* Selected passage:
------------------------------

Page MenuHomePhabricator

Error pulling image from docker registry
Closed, ResolvedPublic

Description

When attempting to pull Kask v1.0.3 image from docker-registry.wikimedia.org I get the following error:

Error response from daemon: received unexpected HTTP status: 502 connect failed

The error was traced to pulling the manifest from the registry; e.g., curl https://docker-registry.wikimedia.org/v2/wikimedia/mediawiki-services-kask/manifests/v1.0.3

Snippet of the error html:

<p>See the error message at the bottom of this page for more&nbsp;information.</p>
</div>
</div>
<div class="footer"><p>If you report this error to the Wikimedia System Administrators, please include the details below.</p><p class='text-muted'><code>Request from 2601:406:4300:872d:c042:21e9:5c83:e275 via cp1075.eqiad.wmnet, ATS/8.0.5<br>Error: 502, connect failed at 2019-08-27 21:22:22 GMT</code></p></div>

Event Timeline

Jdforrester-WMF subscribed.

Tagging in Traffic; this is the server (cp1075) running ATS not Varnish, right?

BBlack added subscribers: ema, BBlack.

Assigning to @ema to investigate (yes, this is the live test server for ATS backends for these servers). Most likely the problem is specific to ATS<->docker-registry, probably because the underlying service TLS certificate's SAN list doesn't match the public name docker-registry.wikimedia.org.

greg triaged this task as Unbreak Now! priority.Aug 27 2019, 9:44 PM
greg subscribed.

This is blocking CI runs.

This comment was removed by ayounsi.

Depooled cp1075 ats-be service via confctl, can someone retry and confirm mitigated?

Depooled cp1075 ats-be service via confctl, can someone retry and confirm mitigated?

It works!

Please leave this open for now so @ema can look at a more-permanent fixup tomorrow!

Jdforrester-WMF lowered the priority of this task from Unbreak Now! to Medium.Aug 27 2019, 10:00 PM

De-prioritising.

A proper fix for this issue is blocked on cergen bug T231423.

I am going to disable TLS between ATS and eqiad's docker-registry for the time being. cp1075 is also in eqiad, so there's no cross-DC traffic that can be snooped on anyways.

------------------------------

* Data entries:

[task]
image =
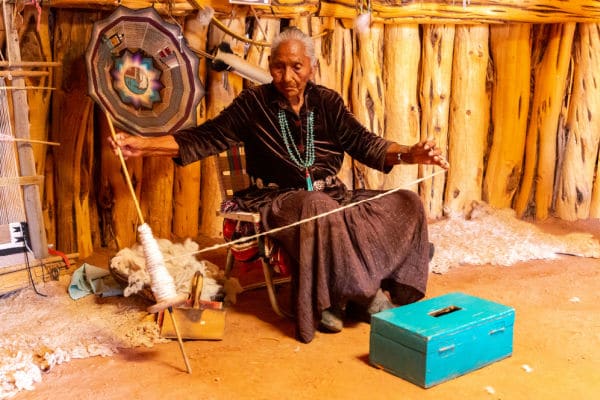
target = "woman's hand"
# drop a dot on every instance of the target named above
(127, 144)
(424, 152)
(139, 146)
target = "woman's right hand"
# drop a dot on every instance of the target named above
(129, 145)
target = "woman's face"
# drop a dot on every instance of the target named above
(291, 69)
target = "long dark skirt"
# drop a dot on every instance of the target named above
(347, 255)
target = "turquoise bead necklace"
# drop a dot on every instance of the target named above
(290, 144)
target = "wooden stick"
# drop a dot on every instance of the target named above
(26, 87)
(11, 139)
(30, 64)
(6, 73)
(124, 166)
(180, 341)
(178, 299)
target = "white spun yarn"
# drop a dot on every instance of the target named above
(162, 284)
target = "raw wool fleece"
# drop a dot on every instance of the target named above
(498, 237)
(180, 262)
(40, 332)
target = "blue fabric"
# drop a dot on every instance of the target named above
(89, 279)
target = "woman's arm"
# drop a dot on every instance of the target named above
(140, 146)
(424, 152)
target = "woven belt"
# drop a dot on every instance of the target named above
(318, 185)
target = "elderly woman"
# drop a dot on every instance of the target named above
(295, 133)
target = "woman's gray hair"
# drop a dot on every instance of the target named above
(293, 33)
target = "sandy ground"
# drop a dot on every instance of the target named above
(556, 351)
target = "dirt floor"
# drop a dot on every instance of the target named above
(556, 352)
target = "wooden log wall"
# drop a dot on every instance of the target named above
(514, 106)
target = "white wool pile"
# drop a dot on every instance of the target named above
(39, 332)
(180, 262)
(498, 237)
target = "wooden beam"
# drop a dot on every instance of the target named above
(31, 193)
(387, 11)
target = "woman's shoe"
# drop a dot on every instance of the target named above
(379, 303)
(331, 321)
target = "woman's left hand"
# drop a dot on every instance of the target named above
(425, 152)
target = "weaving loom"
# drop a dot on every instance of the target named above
(13, 224)
(14, 246)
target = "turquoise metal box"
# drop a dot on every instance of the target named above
(434, 340)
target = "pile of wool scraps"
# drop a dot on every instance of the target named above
(180, 262)
(40, 332)
(497, 237)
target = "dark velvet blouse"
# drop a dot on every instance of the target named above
(252, 119)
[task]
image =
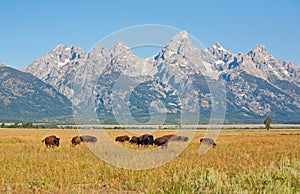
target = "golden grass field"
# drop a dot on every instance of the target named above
(244, 161)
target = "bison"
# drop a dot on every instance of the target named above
(51, 141)
(208, 141)
(122, 138)
(162, 141)
(88, 139)
(145, 139)
(76, 140)
(133, 140)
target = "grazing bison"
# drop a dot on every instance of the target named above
(208, 141)
(51, 141)
(173, 137)
(133, 140)
(76, 140)
(88, 139)
(162, 141)
(145, 139)
(122, 138)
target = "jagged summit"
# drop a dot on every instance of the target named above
(261, 51)
(218, 46)
(120, 48)
(180, 42)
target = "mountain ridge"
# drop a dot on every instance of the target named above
(68, 67)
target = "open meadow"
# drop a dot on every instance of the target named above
(244, 161)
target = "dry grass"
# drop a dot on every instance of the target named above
(252, 161)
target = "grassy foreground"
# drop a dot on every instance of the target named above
(244, 161)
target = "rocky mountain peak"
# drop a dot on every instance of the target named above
(260, 51)
(180, 43)
(120, 48)
(218, 47)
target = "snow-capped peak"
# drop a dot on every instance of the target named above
(219, 47)
(260, 49)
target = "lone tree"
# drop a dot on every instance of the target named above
(267, 123)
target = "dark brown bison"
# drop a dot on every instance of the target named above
(208, 141)
(88, 139)
(122, 138)
(133, 140)
(162, 141)
(76, 140)
(145, 139)
(51, 141)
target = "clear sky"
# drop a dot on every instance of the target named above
(30, 29)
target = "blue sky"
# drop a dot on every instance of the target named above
(30, 29)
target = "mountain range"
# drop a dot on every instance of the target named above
(177, 80)
(24, 97)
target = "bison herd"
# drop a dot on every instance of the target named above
(143, 140)
(52, 140)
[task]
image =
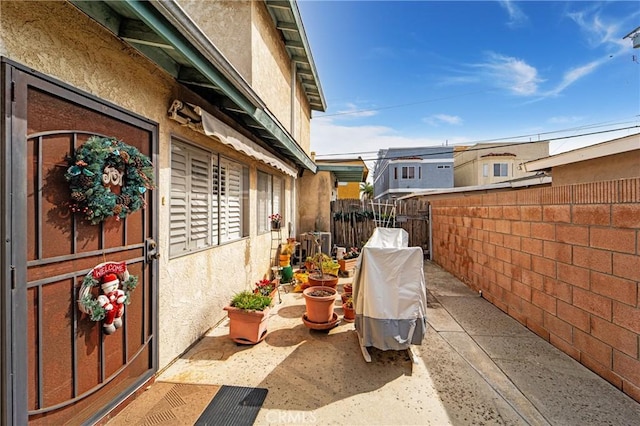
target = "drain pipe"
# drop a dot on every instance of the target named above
(430, 227)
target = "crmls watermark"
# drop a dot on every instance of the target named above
(291, 417)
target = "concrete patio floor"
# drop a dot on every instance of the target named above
(475, 366)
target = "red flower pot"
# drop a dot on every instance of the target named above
(247, 327)
(323, 280)
(320, 302)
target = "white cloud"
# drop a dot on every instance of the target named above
(436, 119)
(564, 119)
(574, 75)
(516, 16)
(597, 31)
(512, 74)
(330, 139)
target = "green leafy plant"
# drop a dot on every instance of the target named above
(249, 301)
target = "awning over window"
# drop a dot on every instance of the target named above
(199, 120)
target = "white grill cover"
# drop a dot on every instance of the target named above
(390, 295)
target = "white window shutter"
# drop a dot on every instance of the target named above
(200, 202)
(178, 202)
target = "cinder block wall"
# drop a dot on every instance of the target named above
(563, 261)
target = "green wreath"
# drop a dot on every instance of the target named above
(99, 163)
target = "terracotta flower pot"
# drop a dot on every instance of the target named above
(320, 302)
(247, 327)
(325, 280)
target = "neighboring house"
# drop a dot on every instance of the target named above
(561, 259)
(219, 95)
(614, 159)
(349, 173)
(402, 171)
(483, 164)
(323, 187)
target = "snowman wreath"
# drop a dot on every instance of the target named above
(109, 305)
(108, 178)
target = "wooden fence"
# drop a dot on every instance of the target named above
(353, 221)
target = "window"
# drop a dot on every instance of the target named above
(500, 169)
(270, 199)
(209, 199)
(408, 172)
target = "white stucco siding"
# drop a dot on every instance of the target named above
(56, 39)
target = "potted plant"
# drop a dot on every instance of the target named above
(326, 274)
(349, 259)
(265, 287)
(248, 314)
(320, 302)
(349, 313)
(285, 254)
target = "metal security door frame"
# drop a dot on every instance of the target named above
(13, 196)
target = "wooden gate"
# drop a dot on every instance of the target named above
(353, 221)
(66, 368)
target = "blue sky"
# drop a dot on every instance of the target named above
(429, 73)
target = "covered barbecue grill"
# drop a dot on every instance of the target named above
(389, 291)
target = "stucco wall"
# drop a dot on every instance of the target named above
(243, 31)
(314, 203)
(228, 26)
(192, 289)
(619, 166)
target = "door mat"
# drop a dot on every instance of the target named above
(165, 403)
(233, 406)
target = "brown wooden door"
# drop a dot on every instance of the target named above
(72, 371)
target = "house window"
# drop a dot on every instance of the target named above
(270, 199)
(408, 172)
(209, 199)
(500, 169)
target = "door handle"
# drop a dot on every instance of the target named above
(152, 250)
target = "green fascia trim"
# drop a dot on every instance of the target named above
(344, 173)
(271, 126)
(150, 16)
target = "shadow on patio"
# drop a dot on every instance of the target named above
(476, 365)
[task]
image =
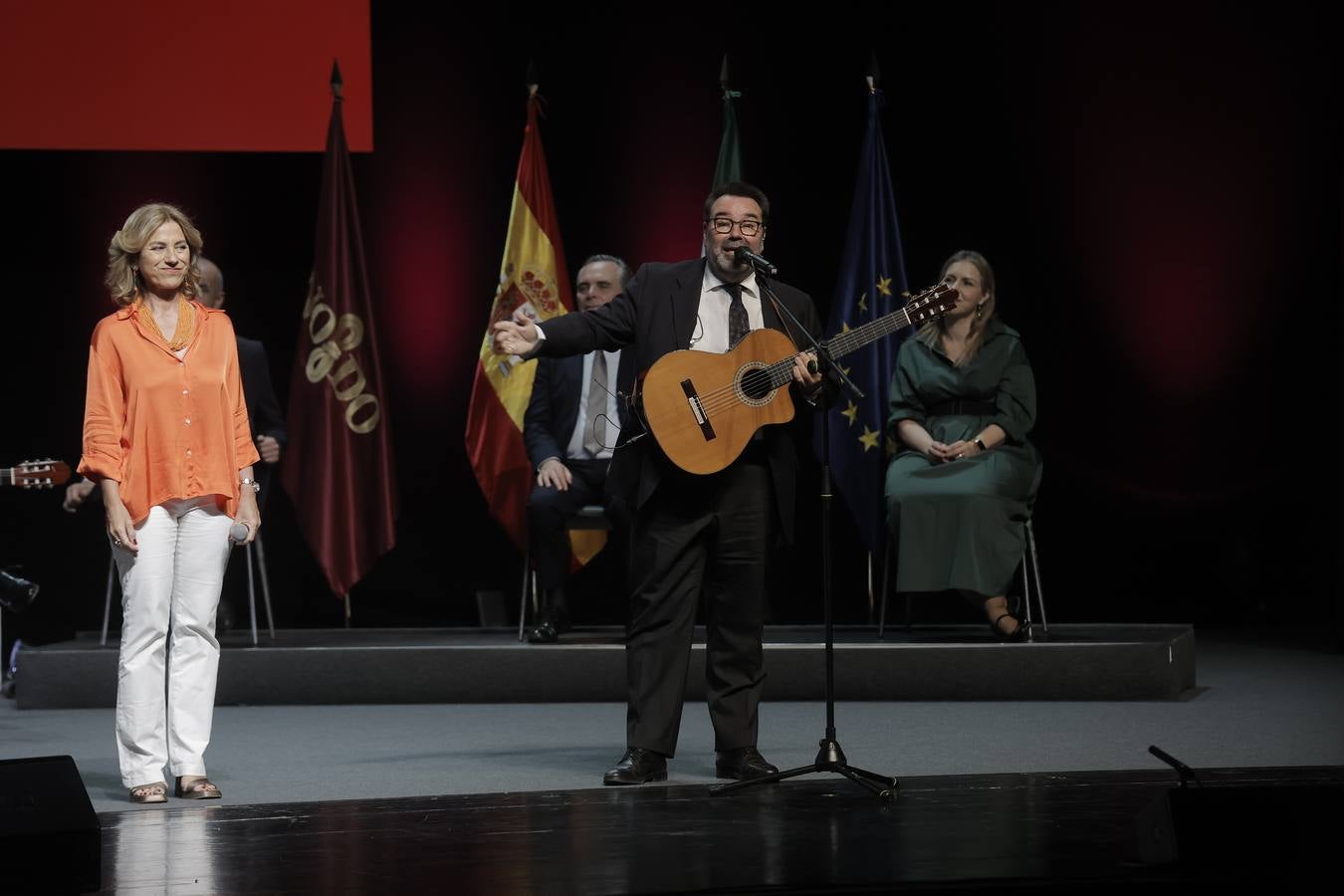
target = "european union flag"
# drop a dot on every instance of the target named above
(872, 278)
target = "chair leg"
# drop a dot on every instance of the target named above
(107, 602)
(252, 595)
(265, 584)
(882, 611)
(1035, 573)
(522, 602)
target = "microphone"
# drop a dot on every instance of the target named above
(746, 257)
(238, 533)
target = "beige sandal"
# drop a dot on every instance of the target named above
(198, 788)
(154, 792)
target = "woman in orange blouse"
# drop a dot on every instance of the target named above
(165, 437)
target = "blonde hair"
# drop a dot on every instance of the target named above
(933, 331)
(126, 243)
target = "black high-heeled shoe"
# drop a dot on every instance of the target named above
(1017, 634)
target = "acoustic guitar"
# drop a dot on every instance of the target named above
(703, 407)
(35, 474)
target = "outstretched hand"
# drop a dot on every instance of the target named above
(518, 336)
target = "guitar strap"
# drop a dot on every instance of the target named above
(784, 319)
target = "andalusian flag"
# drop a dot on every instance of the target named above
(729, 166)
(872, 278)
(533, 277)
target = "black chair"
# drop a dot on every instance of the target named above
(588, 518)
(1020, 604)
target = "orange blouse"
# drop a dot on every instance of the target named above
(165, 427)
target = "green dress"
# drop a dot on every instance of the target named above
(959, 524)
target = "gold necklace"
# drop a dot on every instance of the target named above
(185, 324)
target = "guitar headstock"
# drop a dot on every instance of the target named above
(39, 474)
(932, 303)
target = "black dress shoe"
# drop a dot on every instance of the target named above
(549, 627)
(636, 768)
(1020, 633)
(745, 764)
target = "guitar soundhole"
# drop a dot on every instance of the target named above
(753, 384)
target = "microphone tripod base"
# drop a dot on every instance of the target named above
(829, 758)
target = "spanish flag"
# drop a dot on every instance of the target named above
(533, 278)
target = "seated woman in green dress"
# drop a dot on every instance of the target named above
(960, 489)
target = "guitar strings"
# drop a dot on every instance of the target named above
(763, 380)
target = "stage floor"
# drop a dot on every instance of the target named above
(490, 665)
(965, 831)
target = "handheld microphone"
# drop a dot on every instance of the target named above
(746, 257)
(238, 534)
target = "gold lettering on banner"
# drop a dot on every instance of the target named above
(335, 338)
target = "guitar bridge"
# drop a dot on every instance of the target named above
(692, 398)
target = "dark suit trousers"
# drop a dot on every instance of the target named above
(548, 512)
(699, 535)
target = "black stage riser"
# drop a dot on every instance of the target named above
(419, 666)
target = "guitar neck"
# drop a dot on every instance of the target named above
(857, 337)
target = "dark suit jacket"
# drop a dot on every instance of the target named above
(262, 408)
(653, 316)
(554, 408)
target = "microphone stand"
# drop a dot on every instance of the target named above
(829, 757)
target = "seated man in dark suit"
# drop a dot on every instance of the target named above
(571, 423)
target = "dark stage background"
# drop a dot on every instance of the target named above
(1158, 189)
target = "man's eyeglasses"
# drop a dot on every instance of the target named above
(748, 227)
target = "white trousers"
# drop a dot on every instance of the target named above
(169, 657)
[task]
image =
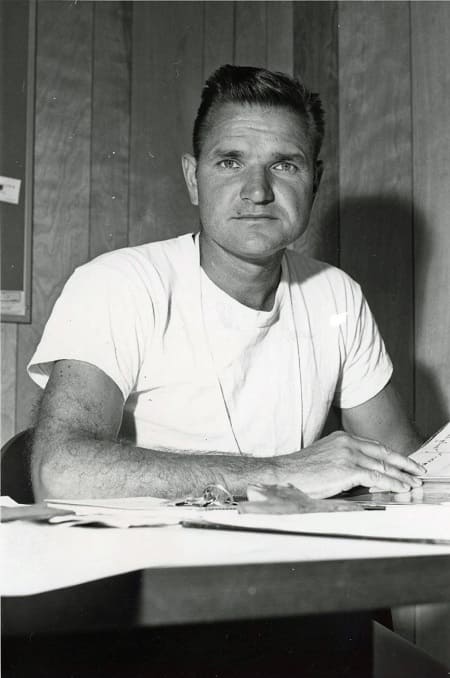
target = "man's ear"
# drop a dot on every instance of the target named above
(318, 171)
(189, 164)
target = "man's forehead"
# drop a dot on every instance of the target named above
(237, 121)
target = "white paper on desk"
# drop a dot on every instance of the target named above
(125, 512)
(399, 522)
(435, 456)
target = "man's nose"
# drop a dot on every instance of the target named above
(257, 186)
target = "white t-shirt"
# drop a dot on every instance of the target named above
(198, 370)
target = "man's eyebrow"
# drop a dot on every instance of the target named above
(295, 156)
(226, 153)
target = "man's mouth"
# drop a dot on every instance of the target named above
(254, 217)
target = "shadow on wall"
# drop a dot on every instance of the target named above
(375, 245)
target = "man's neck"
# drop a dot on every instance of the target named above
(252, 283)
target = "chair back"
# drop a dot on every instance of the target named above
(15, 468)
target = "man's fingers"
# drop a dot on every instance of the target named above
(383, 482)
(384, 468)
(373, 449)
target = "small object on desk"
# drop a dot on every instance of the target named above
(287, 499)
(213, 496)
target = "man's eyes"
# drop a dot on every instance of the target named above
(281, 166)
(285, 166)
(229, 163)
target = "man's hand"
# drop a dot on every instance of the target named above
(341, 461)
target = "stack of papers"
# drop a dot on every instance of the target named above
(126, 512)
(435, 456)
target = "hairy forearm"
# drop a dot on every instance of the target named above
(83, 467)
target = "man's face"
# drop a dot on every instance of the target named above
(253, 182)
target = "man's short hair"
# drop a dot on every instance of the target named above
(258, 86)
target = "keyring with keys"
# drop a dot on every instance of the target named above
(213, 496)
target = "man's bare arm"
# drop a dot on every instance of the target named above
(383, 418)
(76, 453)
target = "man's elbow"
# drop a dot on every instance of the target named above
(49, 473)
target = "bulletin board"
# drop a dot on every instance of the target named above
(17, 77)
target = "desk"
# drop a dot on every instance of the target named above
(193, 575)
(188, 576)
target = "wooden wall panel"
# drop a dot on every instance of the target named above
(218, 38)
(375, 169)
(250, 40)
(110, 126)
(315, 23)
(8, 334)
(430, 52)
(167, 78)
(430, 49)
(280, 36)
(62, 178)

------------------------------

* Objective A:
Answer these questions from the Docker registry thread:
(i) Which version of the Kask image was being pulled when the error occurred?
(ii) Which service on cp1075 was depooled, and with what tool?
(iii) What bug is a proper fix said to be blocked on?
* Objective B: Carry the Docker registry thread forward from its last comment, writing the next few updates in the same style.
The records have no role in these tasks.

* Response A:
(i) Kask v1.0.3
(ii) The ats-be service, depooled via confctl
(iii) The cergen bug T231423

* Response B:
Change 532953 had a related patch set uploaded (by Ema; owner: Ema):
[operations/puppet@production] ATS: temporarily use plain HTTP to access docker-registry

https://gerrit.wikimedia.org/r/532953

Change 532953 merged by Ema:
[operations/puppet@production] ATS: temporarily use plain HTTP to access docker-registry

https://gerrit.wikimedia.org/r/532953

Change 533041 had a related patch set uploaded (by Ema; owner: Ema):
[operations/puppet@production] Revert "ATS: temporarily use plain HTTP to access docker-registry"

https://gerrit.wikimedia.org/r/533041

Change 533041 merged by Ema:
[operations/puppet@production] Revert "ATS: temporarily use plain HTTP to access docker-registry"

https://gerrit.wikimedia.org/r/533041

We have managed to generate a proper certificate for the docker-registry origin servers, and cp1075 is now back to using TLS to connect to them.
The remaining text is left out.